** Instructions to follow **
Search the listing below for the string "chalkboard", then copy every line it appears in.

** Stored data **
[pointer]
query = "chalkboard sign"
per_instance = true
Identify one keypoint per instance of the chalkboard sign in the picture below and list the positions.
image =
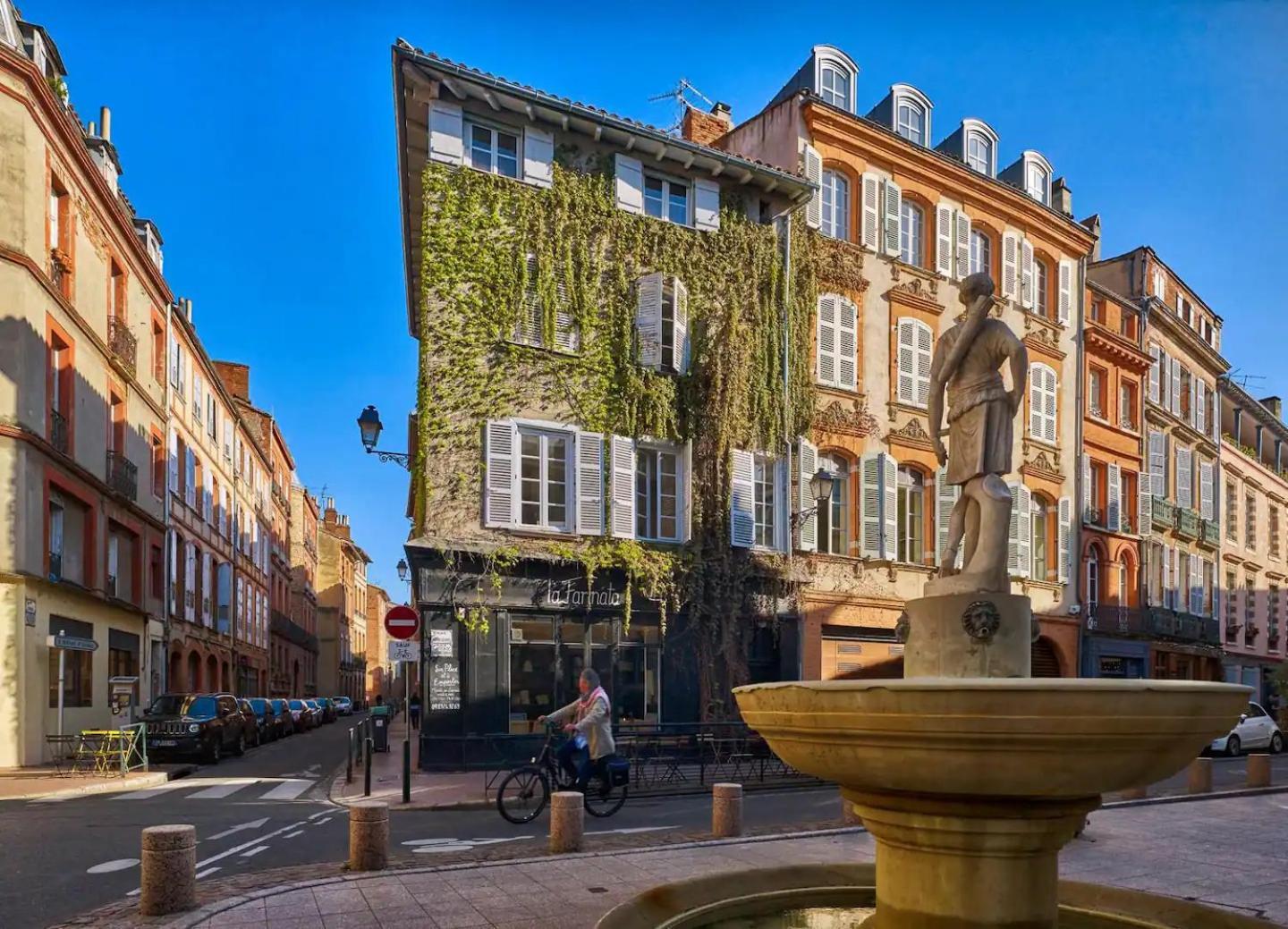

** Expected output **
query = "chalkboard sign"
Identify one keypoint per instance of the chalkboard sign in the picture below and list the positions.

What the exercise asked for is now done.